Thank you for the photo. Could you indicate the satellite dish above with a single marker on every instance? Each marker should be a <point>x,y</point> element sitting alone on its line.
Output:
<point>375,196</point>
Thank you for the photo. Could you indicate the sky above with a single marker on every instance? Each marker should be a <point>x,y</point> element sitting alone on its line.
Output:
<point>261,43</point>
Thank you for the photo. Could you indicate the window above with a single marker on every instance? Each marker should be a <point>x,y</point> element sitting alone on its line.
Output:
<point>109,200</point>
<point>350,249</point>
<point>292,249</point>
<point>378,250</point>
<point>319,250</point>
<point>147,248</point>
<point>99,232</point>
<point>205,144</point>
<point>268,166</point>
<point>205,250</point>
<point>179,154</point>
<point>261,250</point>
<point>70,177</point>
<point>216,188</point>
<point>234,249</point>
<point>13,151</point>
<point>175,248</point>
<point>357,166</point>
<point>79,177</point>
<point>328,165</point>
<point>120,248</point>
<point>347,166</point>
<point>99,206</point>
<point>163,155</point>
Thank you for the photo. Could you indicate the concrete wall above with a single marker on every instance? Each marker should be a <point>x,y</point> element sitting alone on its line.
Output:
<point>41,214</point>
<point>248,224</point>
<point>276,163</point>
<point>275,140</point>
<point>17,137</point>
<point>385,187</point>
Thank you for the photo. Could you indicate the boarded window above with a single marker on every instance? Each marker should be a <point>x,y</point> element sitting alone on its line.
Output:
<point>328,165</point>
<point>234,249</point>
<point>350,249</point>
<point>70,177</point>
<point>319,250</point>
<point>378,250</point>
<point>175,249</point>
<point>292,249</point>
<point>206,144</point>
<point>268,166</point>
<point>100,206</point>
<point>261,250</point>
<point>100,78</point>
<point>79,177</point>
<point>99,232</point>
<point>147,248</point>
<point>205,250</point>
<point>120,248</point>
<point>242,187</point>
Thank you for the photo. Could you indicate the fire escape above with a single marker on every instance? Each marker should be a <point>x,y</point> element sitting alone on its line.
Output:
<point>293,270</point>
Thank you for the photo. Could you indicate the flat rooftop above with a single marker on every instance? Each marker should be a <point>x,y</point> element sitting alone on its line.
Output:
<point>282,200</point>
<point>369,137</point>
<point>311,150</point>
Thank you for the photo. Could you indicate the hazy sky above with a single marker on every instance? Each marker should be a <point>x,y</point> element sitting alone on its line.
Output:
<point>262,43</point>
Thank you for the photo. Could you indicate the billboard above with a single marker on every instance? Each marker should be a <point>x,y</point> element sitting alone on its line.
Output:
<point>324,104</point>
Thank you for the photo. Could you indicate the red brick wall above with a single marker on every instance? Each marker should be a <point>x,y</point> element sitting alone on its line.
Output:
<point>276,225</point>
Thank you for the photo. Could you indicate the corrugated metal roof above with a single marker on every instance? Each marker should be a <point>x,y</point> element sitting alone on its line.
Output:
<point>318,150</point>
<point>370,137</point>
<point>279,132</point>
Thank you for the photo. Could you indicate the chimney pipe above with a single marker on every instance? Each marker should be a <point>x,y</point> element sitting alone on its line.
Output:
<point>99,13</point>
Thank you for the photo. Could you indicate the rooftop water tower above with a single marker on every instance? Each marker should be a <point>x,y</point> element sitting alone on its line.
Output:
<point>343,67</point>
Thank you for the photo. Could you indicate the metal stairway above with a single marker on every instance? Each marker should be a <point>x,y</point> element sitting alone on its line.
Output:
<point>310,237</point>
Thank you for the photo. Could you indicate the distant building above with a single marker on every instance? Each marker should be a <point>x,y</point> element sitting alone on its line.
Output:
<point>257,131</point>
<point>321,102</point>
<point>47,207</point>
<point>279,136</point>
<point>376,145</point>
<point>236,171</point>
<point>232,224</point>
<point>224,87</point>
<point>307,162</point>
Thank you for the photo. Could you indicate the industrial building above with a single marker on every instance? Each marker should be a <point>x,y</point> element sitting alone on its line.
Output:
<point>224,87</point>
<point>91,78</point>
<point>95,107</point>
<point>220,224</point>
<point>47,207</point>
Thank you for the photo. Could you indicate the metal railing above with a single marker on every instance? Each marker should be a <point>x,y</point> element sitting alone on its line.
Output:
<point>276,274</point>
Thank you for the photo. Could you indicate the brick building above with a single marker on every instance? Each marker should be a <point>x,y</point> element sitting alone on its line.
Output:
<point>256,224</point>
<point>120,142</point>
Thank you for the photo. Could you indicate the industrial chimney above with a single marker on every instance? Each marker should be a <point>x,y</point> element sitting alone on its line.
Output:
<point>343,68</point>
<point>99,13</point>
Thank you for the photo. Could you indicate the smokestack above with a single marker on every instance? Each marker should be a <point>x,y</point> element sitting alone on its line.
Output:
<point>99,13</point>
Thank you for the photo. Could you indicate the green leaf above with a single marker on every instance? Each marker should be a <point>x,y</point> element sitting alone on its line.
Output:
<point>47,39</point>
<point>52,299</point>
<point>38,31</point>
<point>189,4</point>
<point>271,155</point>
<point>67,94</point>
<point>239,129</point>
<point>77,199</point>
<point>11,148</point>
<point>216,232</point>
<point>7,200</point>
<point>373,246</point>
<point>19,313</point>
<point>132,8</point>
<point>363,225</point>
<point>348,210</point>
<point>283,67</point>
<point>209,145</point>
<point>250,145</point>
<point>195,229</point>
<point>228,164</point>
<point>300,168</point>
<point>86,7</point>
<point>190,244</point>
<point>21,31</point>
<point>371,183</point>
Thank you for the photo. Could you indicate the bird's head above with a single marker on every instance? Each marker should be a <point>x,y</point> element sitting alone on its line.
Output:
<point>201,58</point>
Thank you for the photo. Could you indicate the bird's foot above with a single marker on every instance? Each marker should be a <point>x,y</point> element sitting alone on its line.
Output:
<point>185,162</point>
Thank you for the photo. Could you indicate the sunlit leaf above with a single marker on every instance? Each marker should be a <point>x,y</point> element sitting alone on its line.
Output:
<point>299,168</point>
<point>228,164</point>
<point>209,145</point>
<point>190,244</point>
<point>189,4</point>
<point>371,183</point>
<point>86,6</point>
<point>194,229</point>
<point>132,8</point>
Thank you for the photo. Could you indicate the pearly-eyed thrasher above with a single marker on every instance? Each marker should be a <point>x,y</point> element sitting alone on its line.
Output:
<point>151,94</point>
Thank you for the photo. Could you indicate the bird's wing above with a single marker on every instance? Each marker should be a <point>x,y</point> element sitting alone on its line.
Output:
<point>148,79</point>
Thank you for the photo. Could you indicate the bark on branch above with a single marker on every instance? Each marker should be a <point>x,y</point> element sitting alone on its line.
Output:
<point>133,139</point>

☆ ☆ ☆ ☆ ☆

= GIVEN PROBLEM =
Lay out every line of the listing above as a Markdown table. Use a Row column for the running number and a Line column for the line itself, and skip blank lines.

= RESULT OF THIS TASK =
| Row | Line |
|---|---|
| 1 | Thank you for the photo. Could you indicate the satellite dish above with a single marker on every instance? Each marker should be a <point>x,y</point> element sitting alone on its line. |
| 2 | Output: |
| 3 | <point>375,196</point> |
| 4 | Thank you for the photo. Could you indicate the sky above with a single marker on every instance? Each marker should be a <point>x,y</point> element sitting alone on its line. |
| 5 | Output: |
| 6 | <point>261,43</point> |
| 7 | Thank you for the photo. Could you indicate the window above with a single marker on every instance? Each marker should be a <point>x,y</point> element sitting alone on its line. |
| 8 | Output: |
| 9 | <point>109,200</point> |
| 10 | <point>350,249</point> |
| 11 | <point>292,249</point> |
| 12 | <point>378,250</point> |
| 13 | <point>319,250</point> |
| 14 | <point>147,248</point> |
| 15 | <point>99,232</point> |
| 16 | <point>205,144</point> |
| 17 | <point>268,166</point> |
| 18 | <point>205,250</point> |
| 19 | <point>179,154</point> |
| 20 | <point>261,250</point> |
| 21 | <point>70,177</point> |
| 22 | <point>216,188</point> |
| 23 | <point>234,249</point> |
| 24 | <point>13,151</point> |
| 25 | <point>175,248</point> |
| 26 | <point>357,166</point> |
| 27 | <point>79,177</point> |
| 28 | <point>328,165</point> |
| 29 | <point>120,248</point> |
| 30 | <point>347,166</point> |
| 31 | <point>99,206</point> |
| 32 | <point>163,155</point> |
| 33 | Thank you for the photo. Could you indicate the concrete wall above with a single marker on every instance? Each marker should be a <point>x,y</point> element sitting alone on its line. |
| 34 | Output: |
| 35 | <point>41,214</point> |
| 36 | <point>248,224</point> |
| 37 | <point>276,163</point> |
| 38 | <point>275,140</point> |
| 39 | <point>17,137</point> |
| 40 | <point>385,187</point> |
| 41 | Thank you for the photo. Could you indicate the boarded window above with a single marker on every instance? Each marker should be a <point>x,y</point> element sitting alone on its line. |
| 42 | Output: |
| 43 | <point>328,165</point> |
| 44 | <point>234,249</point> |
| 45 | <point>350,249</point> |
| 46 | <point>70,177</point> |
| 47 | <point>319,250</point> |
| 48 | <point>378,250</point> |
| 49 | <point>175,249</point> |
| 50 | <point>292,249</point> |
| 51 | <point>206,144</point> |
| 52 | <point>268,166</point> |
| 53 | <point>100,206</point> |
| 54 | <point>261,250</point> |
| 55 | <point>100,78</point> |
| 56 | <point>79,177</point> |
| 57 | <point>99,232</point> |
| 58 | <point>147,248</point> |
| 59 | <point>205,250</point> |
| 60 | <point>120,248</point> |
| 61 | <point>242,187</point> |
| 62 | Thank you for the photo. Could you indicate the fire escape above with a single marker on every instance? Each marker should be a <point>x,y</point> element sitting alone on its line. |
| 63 | Output: |
| 64 | <point>293,270</point> |
| 65 | Thank you for the photo. Could you indicate the flat rooftop above with a single marker on every instance? Each marker should be a <point>x,y</point> element sitting alone on its line. |
| 66 | Output: |
| 67 | <point>282,200</point> |
| 68 | <point>369,137</point> |
| 69 | <point>311,150</point> |
| 70 | Thank you for the photo. Could you indicate the hazy sky above with a single marker on every instance? Each marker should be a <point>x,y</point> element sitting alone on its line. |
| 71 | Output: |
| 72 | <point>262,43</point> |
| 73 | Thank you for the photo. Could you indicate the billboard above with a single marker on every instance? Each marker should be a <point>x,y</point> element sitting alone on its line. |
| 74 | Output: |
| 75 | <point>324,104</point> |
| 76 | Thank you for the photo. Could you indicate the red brick wall above with a single marker on every instance? Each marker should be a <point>x,y</point> element sitting alone on its line. |
| 77 | Output: |
| 78 | <point>276,225</point> |
| 79 | Thank you for the photo. Could you indicate the corrugated metal roof above with a single marker on every instance? Each marker should be a <point>x,y</point> element sitting alone on its line. |
| 80 | Output: |
| 81 | <point>318,150</point> |
| 82 | <point>370,137</point> |
| 83 | <point>279,132</point> |
| 84 | Thank you for the photo. Could you indicate the chimney pipe above with a single marker on every instance? Each marker should be a <point>x,y</point> element sitting alone on its line. |
| 85 | Output: |
| 86 | <point>99,13</point> |
| 87 | Thank you for the photo. Could you indicate the rooftop water tower above with a single marker on every instance? Each marker should be a <point>x,y</point> element sitting alone on its line. |
| 88 | Output: |
| 89 | <point>343,67</point> |
| 90 | Thank you for the photo. Could you indicate the metal stairway above with a single marker on every instance? Each marker should be a <point>x,y</point> element sitting alone on its line. |
| 91 | Output: |
| 92 | <point>310,237</point> |
| 93 | Thank you for the photo. Could you indicate the distant building above with a single marker on every instance? Each marker should be a <point>x,y</point> element sitting alone on its line. |
| 94 | Output: |
| 95 | <point>257,131</point> |
| 96 | <point>321,102</point> |
| 97 | <point>47,207</point> |
| 98 | <point>279,136</point> |
| 99 | <point>376,145</point> |
| 100 | <point>236,171</point> |
| 101 | <point>232,224</point> |
| 102 | <point>224,87</point> |
| 103 | <point>307,162</point> |
| 104 | Thank you for the photo. Could you indicate the industrial building above with a single marker on every instance? Each marker should be a <point>x,y</point> element sitting alone on its line. |
| 105 | Output: |
| 106 | <point>224,87</point> |
| 107 | <point>91,78</point> |
| 108 | <point>95,107</point> |
| 109 | <point>220,224</point> |
| 110 | <point>47,207</point> |
| 111 | Thank you for the photo. Could you indicate the metal railing above with a single marker on every instance? Each marker should be a <point>x,y</point> element sitting alone on its line. |
| 112 | Output: |
| 113 | <point>276,274</point> |
| 114 | Thank you for the photo. Could you indicate the brick building above with a single marker on every instance? Each marker should be a <point>x,y</point> element sitting alone on its line. |
| 115 | Output: |
| 116 | <point>256,224</point> |
| 117 | <point>120,142</point> |
| 118 | Thank you for the photo. Could you indicate the industrial chimney above with a single marker on every instance? Each marker should be a <point>x,y</point> element sitting alone on its line. |
| 119 | Output: |
| 120 | <point>343,68</point> |
| 121 | <point>99,13</point> |
| 122 | Thank you for the photo. Could you indicate the smokestack above with a single marker on every instance? Each marker should be a <point>x,y</point> element sitting alone on its line. |
| 123 | Output: |
| 124 | <point>99,13</point> |
| 125 | Thank you for the photo. Could you indicate the green leaf above with a single marker on every instance? Each marker should be a <point>x,y</point> element sitting alone on its line. |
| 126 | Output: |
| 127 | <point>47,39</point> |
| 128 | <point>52,299</point> |
| 129 | <point>38,31</point> |
| 130 | <point>189,4</point> |
| 131 | <point>271,155</point> |
| 132 | <point>67,94</point> |
| 133 | <point>239,129</point> |
| 134 | <point>77,199</point> |
| 135 | <point>11,148</point> |
| 136 | <point>216,232</point> |
| 137 | <point>7,200</point> |
| 138 | <point>373,246</point> |
| 139 | <point>19,313</point> |
| 140 | <point>132,8</point> |
| 141 | <point>363,225</point> |
| 142 | <point>348,210</point> |
| 143 | <point>283,67</point> |
| 144 | <point>209,145</point> |
| 145 | <point>250,145</point> |
| 146 | <point>195,229</point> |
| 147 | <point>228,164</point> |
| 148 | <point>300,168</point> |
| 149 | <point>86,7</point> |
| 150 | <point>190,244</point> |
| 151 | <point>21,31</point> |
| 152 | <point>371,183</point> |
| 153 | Thank you for the photo. Could you indicate the bird's head above with a single marker on every instance? Each marker should be a <point>x,y</point> element sitting alone on its line. |
| 154 | Output: |
| 155 | <point>201,58</point> |
| 156 | Thank you for the photo. Could you indicate the bird's foot above with a single marker on every instance? Each marker should be a <point>x,y</point> element sitting alone on its line. |
| 157 | Output: |
| 158 | <point>185,162</point> |
| 159 | Thank you for the photo. Could you indicate the sunlit leaf above with a single marker on every instance? Each marker should be a <point>x,y</point> element sitting alone on its line. |
| 160 | Output: |
| 161 | <point>299,168</point> |
| 162 | <point>228,164</point> |
| 163 | <point>209,145</point> |
| 164 | <point>190,244</point> |
| 165 | <point>189,4</point> |
| 166 | <point>371,183</point> |
| 167 | <point>86,6</point> |
| 168 | <point>194,229</point> |
| 169 | <point>132,8</point> |
| 170 | Thank you for the photo. Could you indicate the pearly-eyed thrasher above with a single marker on every instance? Each marker should be a <point>x,y</point> element sitting alone on its line. |
| 171 | Output: |
| 172 | <point>151,94</point> |
| 173 | Thank you for the photo. Could you indicate the bird's wing above with a single marker on every instance? Each marker should be a <point>x,y</point> element sitting alone on its line. |
| 174 | Output: |
| 175 | <point>148,79</point> |
| 176 | Thank you for the photo. Could you indicate the bark on branch above with a single marker on every instance? Each marker should be a <point>x,y</point> element sitting alone on its line. |
| 177 | Output: |
| 178 | <point>133,139</point> |